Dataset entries
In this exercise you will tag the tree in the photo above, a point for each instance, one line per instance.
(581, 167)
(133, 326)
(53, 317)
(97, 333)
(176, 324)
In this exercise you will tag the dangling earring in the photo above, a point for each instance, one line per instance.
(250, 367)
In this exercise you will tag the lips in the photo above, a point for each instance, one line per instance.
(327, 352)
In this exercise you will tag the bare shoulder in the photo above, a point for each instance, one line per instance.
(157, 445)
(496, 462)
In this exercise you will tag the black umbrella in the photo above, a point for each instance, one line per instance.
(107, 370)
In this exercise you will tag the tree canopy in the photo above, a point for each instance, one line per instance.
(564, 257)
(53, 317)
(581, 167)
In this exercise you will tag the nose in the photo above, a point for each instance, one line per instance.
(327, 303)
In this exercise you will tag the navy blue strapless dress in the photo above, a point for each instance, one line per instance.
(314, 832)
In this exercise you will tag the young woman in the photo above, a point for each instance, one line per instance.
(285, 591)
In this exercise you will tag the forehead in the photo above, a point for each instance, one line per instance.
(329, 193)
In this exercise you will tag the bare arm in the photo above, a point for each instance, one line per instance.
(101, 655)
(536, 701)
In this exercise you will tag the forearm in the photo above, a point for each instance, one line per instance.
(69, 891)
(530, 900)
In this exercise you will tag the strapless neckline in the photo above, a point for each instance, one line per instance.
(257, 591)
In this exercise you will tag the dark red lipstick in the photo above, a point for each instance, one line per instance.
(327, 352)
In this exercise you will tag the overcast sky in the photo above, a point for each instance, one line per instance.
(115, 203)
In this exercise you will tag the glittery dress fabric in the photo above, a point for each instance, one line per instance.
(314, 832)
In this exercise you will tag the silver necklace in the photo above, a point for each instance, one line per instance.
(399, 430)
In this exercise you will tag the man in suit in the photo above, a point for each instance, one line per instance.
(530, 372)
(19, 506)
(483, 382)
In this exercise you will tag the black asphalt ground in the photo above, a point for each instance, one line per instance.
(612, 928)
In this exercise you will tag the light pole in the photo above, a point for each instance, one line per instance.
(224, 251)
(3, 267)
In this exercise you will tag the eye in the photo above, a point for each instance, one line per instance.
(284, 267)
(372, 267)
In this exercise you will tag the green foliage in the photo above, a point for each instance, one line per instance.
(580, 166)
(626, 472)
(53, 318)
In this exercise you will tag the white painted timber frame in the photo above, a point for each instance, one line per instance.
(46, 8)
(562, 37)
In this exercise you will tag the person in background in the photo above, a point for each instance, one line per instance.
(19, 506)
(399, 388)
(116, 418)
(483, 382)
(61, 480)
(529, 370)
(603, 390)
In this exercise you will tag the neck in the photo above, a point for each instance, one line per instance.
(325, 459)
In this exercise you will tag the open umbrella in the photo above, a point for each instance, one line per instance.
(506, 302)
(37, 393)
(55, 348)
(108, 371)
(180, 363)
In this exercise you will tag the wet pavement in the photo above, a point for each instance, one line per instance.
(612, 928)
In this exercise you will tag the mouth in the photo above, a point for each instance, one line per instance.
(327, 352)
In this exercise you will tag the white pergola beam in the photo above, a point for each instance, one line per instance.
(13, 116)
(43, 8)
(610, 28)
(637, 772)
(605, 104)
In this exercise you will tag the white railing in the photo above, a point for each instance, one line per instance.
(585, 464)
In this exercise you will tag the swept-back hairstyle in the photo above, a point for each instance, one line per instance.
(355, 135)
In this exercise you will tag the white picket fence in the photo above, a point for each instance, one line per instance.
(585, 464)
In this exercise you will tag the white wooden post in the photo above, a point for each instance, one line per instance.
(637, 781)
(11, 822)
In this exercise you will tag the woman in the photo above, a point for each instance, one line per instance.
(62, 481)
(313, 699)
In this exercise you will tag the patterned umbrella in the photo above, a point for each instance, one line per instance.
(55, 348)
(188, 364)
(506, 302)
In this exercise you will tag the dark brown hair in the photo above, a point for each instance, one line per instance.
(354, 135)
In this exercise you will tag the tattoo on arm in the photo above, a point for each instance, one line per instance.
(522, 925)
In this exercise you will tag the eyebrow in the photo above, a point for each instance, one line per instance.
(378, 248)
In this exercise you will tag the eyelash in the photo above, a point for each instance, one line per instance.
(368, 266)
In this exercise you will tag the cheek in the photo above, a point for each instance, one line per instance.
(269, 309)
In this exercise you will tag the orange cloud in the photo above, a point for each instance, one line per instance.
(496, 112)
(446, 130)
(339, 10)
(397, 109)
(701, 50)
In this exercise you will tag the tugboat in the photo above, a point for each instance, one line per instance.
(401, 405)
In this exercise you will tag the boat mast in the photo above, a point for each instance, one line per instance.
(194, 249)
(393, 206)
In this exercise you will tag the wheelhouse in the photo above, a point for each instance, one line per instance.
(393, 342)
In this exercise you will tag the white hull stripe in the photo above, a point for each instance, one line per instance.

__Exercise details__:
Restate the records from above exactly as they read.

__Exercise result__:
In this exercise you will tag the tree in the photo above, a point for each instance, one line per instance.
(581, 167)
(133, 326)
(53, 317)
(97, 333)
(176, 324)
In this exercise you will tag the dangling earring in the photo above, a point for each instance, one line per instance.
(250, 367)
In this exercise you will tag the lips in the photo above, a point for each instance, one line per instance.
(327, 352)
In this exercise you will tag the bare shoulder in the photo above, a point for each instance, one line per instance.
(157, 445)
(496, 462)
In this exercise you will tag the black umbrella in the photo above, a point for each instance, one line per instance.
(107, 370)
In this exercise you will tag the tree canopy in the photo above, a point for each instance, one line per instance.
(564, 257)
(53, 317)
(581, 167)
In this exercise you will tag the nose in the photo above, a point for each instance, one line per instance.
(327, 303)
In this exercise you will tag the navy blue strapless dress in the photo above, a point for each instance, one line per instance.
(314, 832)
In this exercise you will tag the young woman in the photo above, a point for each instance, one line per instance.
(285, 591)
In this exercise you will tag the forehead in the photo above, a point for each instance, one line per instance.
(329, 193)
In this exercise you will tag the bare arm in the photo above, a point for each instance, one line per instance.
(101, 655)
(536, 701)
In this exercise you will tag the forearm in the photo above, a point for each instance, one line per instance.
(69, 891)
(530, 900)
In this exercise you will tag the strapless neckline in the photo above, a point for each instance, one line per instance.
(257, 591)
In this exercise you will tag the dark red lipstick in the photo above, a point for each instance, one line per instance.
(327, 352)
In this exercise you will tag the overcast sky in the photo above, a point for each instance, one line per instance.
(115, 203)
In this exercise you will tag the glittery dress fabric in the photo above, a point for each instance, one line per instance.
(314, 832)
In this exercise you will tag the silver necklace in the photo above, a point for each instance, one line per instance.
(399, 430)
In this exercise you will tag the man in suit in the photo above, a point for each instance, one line per instance.
(530, 372)
(19, 506)
(483, 382)
In this exercise you will tag the black asphalt ground in the photo above, a point for each instance, one line per instance.
(612, 928)
In this exercise you will tag the light pole in the photo above, a point for each instance, one line per instance.
(224, 251)
(3, 267)
In this exercise you will tag the eye in the photo above, a point for each instance, one line per instance.
(284, 267)
(372, 267)
In this exercise you will tag the green foliage in the photo above, a point for each instance, one line per instance.
(580, 166)
(626, 472)
(53, 318)
In this exercise you will tag the white painted timber frame in the photo above, a point for each instance, one line per instance.
(46, 8)
(562, 37)
In this exercise you will tag the person in background in the photo above, a point for each instance, one line per instance.
(19, 506)
(399, 388)
(116, 418)
(483, 382)
(61, 480)
(529, 370)
(603, 390)
In this exercise you will tag the neck in the photo above, a point for each instance, one line per instance.
(325, 459)
In this exercise you will tag the open umbrella in the photo above, a point for each instance, one line per instance.
(506, 302)
(37, 393)
(55, 348)
(108, 371)
(180, 363)
In this exercise you will tag the wet pavement in the photo above, a point for each instance, one line per instance.
(612, 928)
In this exercise you will tag the mouth in the photo above, a point for each instance, one line per instance.
(327, 352)
In this exercise you will tag the white pergola beam in the photo above, a point for each instance, one line per instance.
(13, 116)
(43, 8)
(610, 28)
(637, 772)
(605, 104)
In this exercise you will tag the white railing in the photo above, a point for each instance, one line per instance.
(585, 464)
In this exercise you will tag the swept-back hairstyle in the photo above, a point for each instance, one line per instance.
(355, 135)
In this exercise you will tag the white picket fence in the photo above, a point for each instance, one line per instance.
(585, 464)
In this exercise you will tag the white wooden post in the photo above, a point for each instance, one line per instance.
(637, 781)
(11, 822)
In this exercise you will tag the woman in the photo above, a point for each instance, one line per instance.
(62, 481)
(313, 699)
In this exercise you will tag the patterned umbrella in the photo above, a point for each instance, one line per instance.
(55, 348)
(188, 364)
(506, 302)
In this exercise you will tag the dark brown hair in the photo above, a point for each instance, one line per instance.
(354, 135)
In this exercise you will tag the tattoo on arm in the photo above, a point for each instance, one line per instance.
(522, 925)
In this exercise you will tag the eyebrow in the photo above, a point for each instance, one line per instance.
(378, 248)
In this exercise you will tag the eyelash in the photo above, a point for each instance, one line per instance.
(368, 266)
In this exercise you will tag the cheek in the photo above, a point for each instance, one line per instance.
(269, 309)
In this exercise you will tag the orange cloud in the photo above, a point for each instance, one line per instance.
(496, 112)
(446, 130)
(339, 10)
(397, 109)
(701, 50)
In this exercise you will tag the tugboat in the photo above, a point for each instance, one line per instance.
(401, 405)
In this exercise you will tag the boat mast in the photo above, a point for each instance, one line per instance.
(194, 249)
(393, 206)
In this exercise you will tag the wheelhouse in the photo above, a point for each instance, one line per instance.
(393, 342)
In this exercise you will tag the white hull stripe in the photo above, a point for each instance, one line per instance.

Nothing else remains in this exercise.